- _Work instruction 1_:
From the wordlist memory article, list the ways that well-validated wordlist memory tests vary, as the text states them.
- _Work instruction 2_:
Please repeat the wordlist memory article starting with "Optimizing Cognitive Assessment" and going on through "full article here.", switching "Embic Corporation" to "Embic Inc.".
- _Work instruction 3_:
On what date did the wordlist memory article appear in Front. Digit. Health?

[[ Selected text open ]]

Optimizing Cognitive Assessment Outcome Measures for Alzheimer’s Disease by Matching Wordlist Memory Test Features to Scoring Methodology
Bock JR; Russell J; Hara J; Fortier D
Embic Corporation, Newport Beach, CA, USA
Front. Digit. Health, 03 November 2021. Read full article here.
Cognitive assessment with wordlist memory tests is a cost-effective and non-invasive method of identifying cognitive changes due to Alzheimer’s disease and measuring clinical outcomes. However, with a rising need for more precise and granular measures of cognitive changes, especially in earlier or preclinical stages of Alzheimer’s disease, traditional scoring methods have failed to provide adequate accuracy and information. Well-validated and widely adopted wordlist memory tests vary in many ways, including list length, number of learning trials, order of word presentation across trials, and inclusion of semantic categories, and these differences meaningfully impact cognition. While many simple scoring methods fail to account for the information that these features provide, extensive effort has been made to develop scoring methodologies, including the use of latent models that enable capture of this information for preclinical differentiation and prediction of cognitive changes. In this perspective article, we discuss prominent wordlist memory tests in use, their features, how different scoring methods fail or successfully capture the information these features provide, and recommendations for emerging cognitive models that optimally account for wordlist memory test features. Matching the use of such scoring methods to wordlist memory tests with appropriate features is key to obtaining precise measurement of subtle cognitive changes.

[[ Selected text closed ]]
[[ Study material open ]]

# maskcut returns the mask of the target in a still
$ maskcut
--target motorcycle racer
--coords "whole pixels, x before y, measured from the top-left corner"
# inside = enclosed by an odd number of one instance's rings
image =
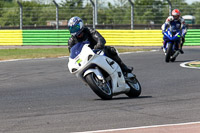
[[[162,25],[161,29],[162,29],[162,33],[164,34],[164,32],[166,31],[166,29],[168,27],[174,27],[176,30],[181,30],[181,39],[179,42],[179,52],[181,54],[183,54],[183,43],[185,42],[185,35],[187,33],[187,28],[185,25],[185,20],[181,17],[181,13],[178,9],[174,9],[172,11],[172,16],[169,16],[165,23]],[[163,38],[163,51],[165,52],[165,47],[166,47],[166,41],[165,38]]]
[[[122,62],[114,47],[105,46],[106,40],[98,31],[84,26],[81,18],[77,16],[72,17],[68,22],[68,28],[71,34],[71,37],[68,40],[69,51],[75,44],[83,41],[89,41],[91,49],[103,50],[106,56],[119,64],[123,72],[128,73],[133,70],[132,67],[129,68]]]

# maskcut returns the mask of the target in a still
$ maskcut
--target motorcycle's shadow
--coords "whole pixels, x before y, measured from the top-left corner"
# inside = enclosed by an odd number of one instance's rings
[[[113,101],[113,100],[131,100],[131,99],[144,99],[144,98],[153,98],[153,96],[139,96],[139,97],[135,97],[135,98],[130,98],[130,97],[127,97],[127,96],[124,96],[124,97],[113,97],[110,100],[111,101]],[[103,99],[95,99],[95,100],[110,101],[110,100],[103,100]]]

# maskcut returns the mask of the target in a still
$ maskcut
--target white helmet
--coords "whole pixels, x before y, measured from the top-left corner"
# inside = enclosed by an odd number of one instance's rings
[[[83,21],[79,17],[72,17],[68,22],[70,34],[72,36],[78,36],[83,30]]]

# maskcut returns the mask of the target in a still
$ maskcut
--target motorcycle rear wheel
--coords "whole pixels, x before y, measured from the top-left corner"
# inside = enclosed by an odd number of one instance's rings
[[[126,93],[126,95],[131,98],[139,97],[141,94],[142,88],[137,78],[136,77],[130,78],[126,80],[126,83],[130,87],[130,91]]]
[[[97,76],[94,73],[89,73],[85,79],[90,88],[101,99],[103,100],[112,99],[112,89],[107,81],[103,83],[101,80],[97,78]]]

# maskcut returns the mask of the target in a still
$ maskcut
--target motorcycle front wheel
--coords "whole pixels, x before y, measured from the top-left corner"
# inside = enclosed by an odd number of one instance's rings
[[[90,88],[103,100],[112,99],[112,89],[107,81],[99,80],[96,74],[89,73],[86,76],[86,81]]]
[[[139,97],[141,94],[142,88],[137,78],[136,77],[130,78],[126,80],[126,83],[130,87],[130,91],[126,93],[126,95],[131,98]]]

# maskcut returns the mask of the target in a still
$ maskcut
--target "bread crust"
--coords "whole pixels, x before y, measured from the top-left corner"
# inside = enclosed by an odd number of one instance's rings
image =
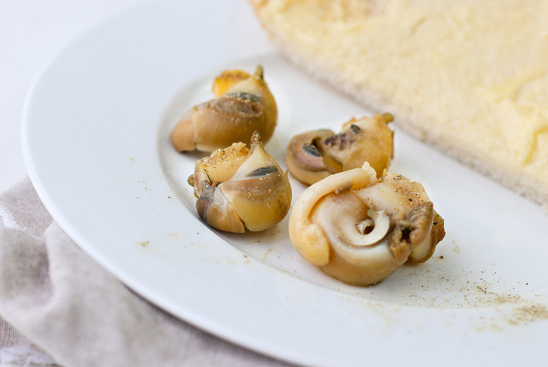
[[[391,103],[390,96],[382,95],[367,88],[357,88],[336,71],[317,61],[308,59],[300,54],[290,44],[284,42],[261,16],[261,9],[269,0],[250,0],[256,15],[263,29],[276,46],[282,54],[292,63],[304,69],[315,79],[326,84],[338,92],[352,98],[373,112],[390,112],[394,115],[396,123],[412,136],[434,147],[458,161],[464,163],[491,178],[503,185],[541,205],[544,211],[548,212],[548,185],[539,180],[534,180],[501,167],[488,157],[483,157],[459,146],[442,134],[437,134],[424,128],[421,121],[428,120],[419,116],[416,112],[402,108]],[[432,125],[435,123],[431,121]]]

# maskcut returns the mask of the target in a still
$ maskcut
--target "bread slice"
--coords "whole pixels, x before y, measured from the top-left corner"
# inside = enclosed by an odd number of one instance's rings
[[[252,0],[282,52],[548,208],[548,0]]]

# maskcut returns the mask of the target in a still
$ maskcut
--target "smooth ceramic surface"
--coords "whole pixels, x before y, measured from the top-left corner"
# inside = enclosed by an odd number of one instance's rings
[[[263,65],[279,111],[265,147],[283,167],[293,134],[369,113],[277,55],[258,26],[239,28],[234,20],[252,12],[235,12],[222,2],[143,5],[82,35],[42,74],[27,99],[24,150],[67,233],[159,307],[285,360],[538,361],[548,337],[548,217],[397,129],[390,170],[423,184],[447,235],[430,261],[376,285],[346,285],[304,262],[287,218],[244,234],[197,218],[186,179],[204,155],[177,153],[168,136],[212,97],[224,69]],[[304,187],[291,183],[294,201]]]

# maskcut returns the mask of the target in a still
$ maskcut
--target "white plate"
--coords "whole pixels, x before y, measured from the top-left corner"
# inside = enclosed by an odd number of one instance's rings
[[[391,170],[423,183],[447,235],[427,262],[352,287],[305,263],[287,219],[212,230],[187,177],[201,155],[169,132],[227,67],[262,64],[279,120],[266,149],[367,111],[274,53],[245,4],[141,6],[79,37],[28,97],[22,139],[54,218],[129,286],[173,314],[272,357],[315,366],[538,360],[548,337],[548,218],[540,208],[396,132]],[[246,19],[248,19],[246,18]],[[294,200],[303,190],[292,182]]]

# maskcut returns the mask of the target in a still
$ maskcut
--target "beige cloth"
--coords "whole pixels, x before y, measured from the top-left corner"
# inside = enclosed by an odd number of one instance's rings
[[[135,295],[67,236],[28,179],[0,196],[0,367],[289,365]]]

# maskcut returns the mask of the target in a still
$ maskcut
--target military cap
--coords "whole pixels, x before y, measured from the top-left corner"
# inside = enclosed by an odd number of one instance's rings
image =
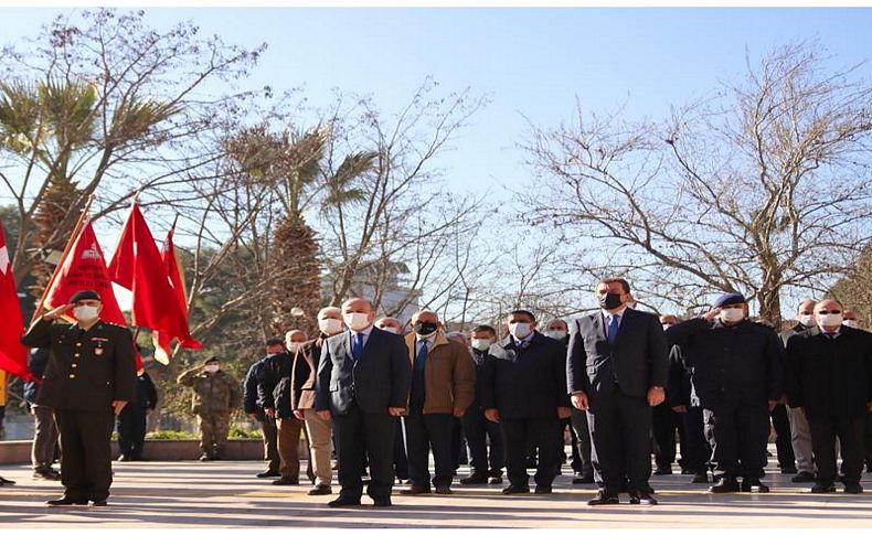
[[[742,293],[724,293],[720,296],[717,299],[715,299],[712,306],[717,308],[717,307],[726,307],[727,304],[740,304],[743,302],[747,302],[747,301],[745,301],[745,298],[744,296],[742,296]]]
[[[74,303],[74,302],[81,301],[83,299],[96,299],[97,301],[103,301],[103,299],[100,299],[100,295],[97,293],[96,291],[94,291],[94,290],[82,290],[82,291],[77,291],[77,292],[73,293],[73,297],[70,298],[68,302]]]

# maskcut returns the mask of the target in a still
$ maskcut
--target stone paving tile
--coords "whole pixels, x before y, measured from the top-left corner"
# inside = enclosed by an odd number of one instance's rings
[[[774,472],[764,480],[768,494],[712,495],[688,475],[653,477],[657,506],[629,505],[621,495],[620,505],[591,507],[585,502],[594,485],[574,486],[564,473],[552,495],[502,496],[502,485],[455,484],[453,495],[402,496],[398,486],[394,507],[373,509],[364,496],[360,507],[332,510],[326,505],[331,496],[308,496],[308,485],[273,486],[254,478],[262,468],[254,461],[116,462],[108,507],[53,509],[44,501],[60,495],[59,483],[32,480],[25,466],[0,466],[0,474],[18,482],[0,488],[0,528],[872,527],[872,492],[813,495],[809,485]],[[872,491],[870,474],[863,484]]]

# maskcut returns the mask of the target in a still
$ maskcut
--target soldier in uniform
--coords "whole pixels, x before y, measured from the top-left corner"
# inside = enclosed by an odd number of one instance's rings
[[[216,357],[179,375],[180,385],[193,388],[191,408],[200,425],[201,461],[216,461],[224,454],[230,415],[240,404],[236,379],[221,371]]]
[[[76,323],[53,321],[72,309]],[[106,505],[111,484],[111,428],[134,398],[136,364],[130,331],[104,323],[96,291],[42,315],[21,343],[52,351],[36,404],[54,408],[61,438],[64,495],[52,506]]]

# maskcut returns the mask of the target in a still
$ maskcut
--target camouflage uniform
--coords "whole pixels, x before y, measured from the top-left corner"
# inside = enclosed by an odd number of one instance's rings
[[[193,388],[191,408],[200,426],[200,449],[208,459],[220,459],[227,445],[230,415],[240,404],[236,379],[219,371],[193,368],[179,375],[180,385]]]

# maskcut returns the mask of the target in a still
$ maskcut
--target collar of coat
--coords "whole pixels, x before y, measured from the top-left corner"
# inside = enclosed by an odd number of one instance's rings
[[[408,349],[408,360],[414,364],[414,362],[415,362],[415,345],[417,344],[417,341],[418,341],[417,340],[417,334],[415,334],[414,332],[411,332],[411,333],[406,334],[404,338],[405,338],[405,341],[406,341],[406,349]],[[448,343],[449,343],[449,341],[448,341],[448,338],[445,335],[445,333],[442,330],[436,331],[436,335],[433,336],[433,345],[427,347],[427,354],[433,353],[433,350],[435,350],[439,345],[448,345]]]

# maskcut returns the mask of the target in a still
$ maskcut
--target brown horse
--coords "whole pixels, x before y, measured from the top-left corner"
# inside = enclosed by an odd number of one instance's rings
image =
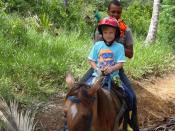
[[[69,92],[65,99],[65,113],[68,131],[118,131],[116,116],[120,112],[121,103],[111,92],[101,88],[98,79],[93,86],[75,83],[69,74],[66,83]]]

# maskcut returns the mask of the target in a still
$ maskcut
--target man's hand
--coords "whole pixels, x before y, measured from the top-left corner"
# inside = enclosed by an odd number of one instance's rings
[[[104,72],[105,75],[107,74],[111,74],[114,71],[114,67],[113,66],[106,66],[105,68],[103,68],[102,70]]]

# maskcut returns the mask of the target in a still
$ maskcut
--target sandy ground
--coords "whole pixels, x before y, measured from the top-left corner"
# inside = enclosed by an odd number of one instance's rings
[[[133,81],[138,99],[138,119],[142,129],[175,115],[175,74]],[[63,126],[64,94],[58,94],[37,115],[37,130],[59,131]]]

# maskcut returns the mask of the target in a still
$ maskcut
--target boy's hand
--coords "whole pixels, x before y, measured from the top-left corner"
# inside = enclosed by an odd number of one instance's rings
[[[103,69],[103,72],[104,72],[105,75],[111,74],[113,71],[114,71],[113,66],[106,66],[106,67]]]

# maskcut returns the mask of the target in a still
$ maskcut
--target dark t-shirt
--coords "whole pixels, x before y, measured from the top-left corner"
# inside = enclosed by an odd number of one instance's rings
[[[98,30],[96,30],[95,37],[94,37],[94,43],[97,41],[101,41],[101,40],[102,40],[102,35],[99,34]],[[132,37],[132,32],[131,32],[130,28],[127,28],[125,33],[124,33],[124,36],[116,41],[119,43],[122,43],[124,45],[124,47],[133,45],[133,37]]]

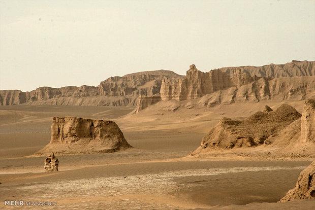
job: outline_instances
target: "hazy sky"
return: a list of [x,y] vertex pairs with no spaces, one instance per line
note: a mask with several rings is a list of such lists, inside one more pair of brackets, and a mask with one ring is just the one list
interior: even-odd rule
[[0,89],[315,60],[315,1],[1,1]]

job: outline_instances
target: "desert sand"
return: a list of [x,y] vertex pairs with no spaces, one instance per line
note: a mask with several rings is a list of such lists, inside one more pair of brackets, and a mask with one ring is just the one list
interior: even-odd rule
[[[192,109],[193,100],[162,101],[137,113],[132,107],[0,107],[0,208],[12,208],[4,200],[23,200],[57,205],[14,208],[310,209],[313,199],[277,203],[309,157],[188,155],[223,117],[242,120],[284,103],[302,113],[304,101],[292,100]],[[34,154],[49,143],[52,118],[67,116],[113,121],[132,148],[56,155],[59,171],[45,172],[49,154]]]

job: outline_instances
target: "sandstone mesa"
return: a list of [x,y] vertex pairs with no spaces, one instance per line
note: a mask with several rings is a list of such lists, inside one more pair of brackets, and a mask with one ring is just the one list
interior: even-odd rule
[[36,154],[108,153],[132,147],[111,121],[55,117],[50,133],[50,142]]

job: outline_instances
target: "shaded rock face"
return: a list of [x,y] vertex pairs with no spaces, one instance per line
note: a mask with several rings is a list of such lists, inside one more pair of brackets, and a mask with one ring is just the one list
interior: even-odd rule
[[30,92],[0,90],[0,105],[135,106],[140,95],[151,96],[160,93],[163,78],[176,77],[180,76],[172,71],[160,70],[111,77],[97,87],[41,87]]
[[242,121],[224,118],[203,137],[200,148],[193,154],[205,149],[272,144],[273,136],[300,117],[301,114],[294,108],[284,104],[274,111],[266,106],[263,112],[257,112]]
[[148,106],[156,103],[161,100],[160,95],[154,95],[153,96],[140,95],[138,99],[138,102],[137,103],[135,113],[137,113]]
[[114,122],[55,117],[50,142],[37,154],[49,151],[64,154],[106,153],[131,147]]
[[289,190],[279,202],[296,199],[315,199],[315,161],[300,173],[294,188]]
[[163,79],[161,96],[163,100],[180,101],[205,96],[209,102],[203,98],[200,103],[207,107],[270,99],[304,100],[315,92],[314,63],[293,61],[281,65],[224,67],[208,73],[193,64],[185,77]]
[[59,161],[53,153],[46,158],[44,161],[44,168],[46,172],[58,171],[58,166]]
[[301,139],[315,143],[315,99],[305,102],[301,120]]

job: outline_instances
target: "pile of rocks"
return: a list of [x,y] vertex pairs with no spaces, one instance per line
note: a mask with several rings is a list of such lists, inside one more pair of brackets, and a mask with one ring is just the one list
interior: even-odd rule
[[58,171],[58,166],[59,165],[59,161],[58,159],[55,157],[54,154],[49,155],[45,159],[44,161],[44,168],[46,172],[49,171]]

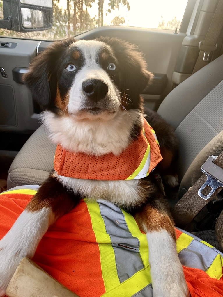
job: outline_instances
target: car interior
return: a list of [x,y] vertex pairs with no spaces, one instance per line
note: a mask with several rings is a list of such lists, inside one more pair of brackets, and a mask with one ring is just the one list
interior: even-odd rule
[[[86,40],[100,36],[118,37],[136,45],[143,53],[148,69],[154,74],[152,83],[142,94],[145,107],[157,111],[172,126],[179,140],[180,184],[175,189],[178,194],[177,198],[175,193],[173,197],[174,204],[202,175],[201,166],[208,157],[218,156],[223,151],[223,30],[219,23],[215,50],[212,48],[210,52],[205,51],[200,45],[221,2],[188,0],[180,27],[175,31],[106,26],[75,36]],[[2,190],[40,185],[53,168],[56,145],[39,121],[41,107],[33,101],[22,79],[32,59],[52,42],[0,37]],[[201,52],[203,64],[195,72]],[[222,252],[215,228],[222,209],[220,192],[195,217],[188,229]]]

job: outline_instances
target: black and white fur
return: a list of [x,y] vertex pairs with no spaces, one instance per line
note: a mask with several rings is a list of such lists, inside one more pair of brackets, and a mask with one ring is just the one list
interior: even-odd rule
[[[54,43],[35,58],[24,80],[46,110],[42,120],[53,141],[101,156],[119,155],[138,137],[143,113],[140,94],[152,76],[141,54],[127,42],[70,39]],[[165,173],[177,141],[158,115],[150,111],[148,117],[164,156],[160,169]],[[54,171],[0,241],[0,296],[21,258],[33,256],[48,226],[86,196],[107,199],[135,214],[147,233],[154,297],[189,296],[171,217],[152,175],[103,181],[60,176]]]

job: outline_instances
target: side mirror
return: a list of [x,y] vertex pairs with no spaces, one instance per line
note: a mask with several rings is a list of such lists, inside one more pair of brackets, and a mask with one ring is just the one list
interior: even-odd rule
[[3,12],[1,28],[28,32],[52,26],[52,0],[3,0]]

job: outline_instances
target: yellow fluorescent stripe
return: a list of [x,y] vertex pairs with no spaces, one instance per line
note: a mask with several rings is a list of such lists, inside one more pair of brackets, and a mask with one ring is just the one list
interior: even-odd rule
[[145,267],[149,263],[149,251],[146,236],[141,232],[133,217],[125,211],[122,210],[128,230],[133,237],[137,238],[139,241],[139,253],[142,263]]
[[185,233],[182,233],[177,239],[177,251],[179,253],[181,251],[187,247],[194,238]]
[[223,258],[219,254],[215,257],[211,266],[206,272],[211,277],[220,279],[222,276],[222,267],[223,266]]
[[100,216],[99,205],[92,201],[88,201],[86,204],[99,247],[102,277],[106,291],[107,292],[120,284],[117,273],[114,253],[110,236],[106,233],[104,221]]
[[150,270],[148,265],[101,297],[131,297],[151,283]]
[[3,192],[0,193],[0,195],[7,195],[8,194],[26,194],[27,195],[35,195],[37,193],[36,190],[31,190],[30,189],[21,189],[19,190],[12,190],[8,191],[7,192]]
[[[146,161],[148,158],[148,156],[150,153],[150,146],[149,145],[149,143],[148,143],[148,146],[147,147],[147,148],[146,149],[146,151],[145,153],[145,154],[144,155],[144,157],[142,160],[141,161],[141,163],[140,163],[139,166],[136,168],[136,169],[135,170],[134,172],[130,176],[128,177],[127,177],[127,178],[125,180],[126,181],[128,181],[129,179],[133,179],[133,178],[137,175],[142,170],[143,168],[143,166],[145,165],[145,163],[146,162]],[[149,170],[149,168],[148,168],[148,170]]]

[[ Study material closed ]]

- _Written solution 1_:
- List length
- Number of learning trials
- Order of word presentation across trials
- Inclusion of semantic categories

- _Written solution 2_:
Optimizing Cognitive Assessment Outcome Measures for Alzheimer’s Disease by Matching Wordlist Memory Test Features to Scoring Methodology
Bock JR; Russell J; Hara J; Fortier D
Embic Inc., Newport Beach, CA, USA
Front. Digit. Health, 03 November 2021. Read full article here.

- _Written solution 3_:
03 November 2021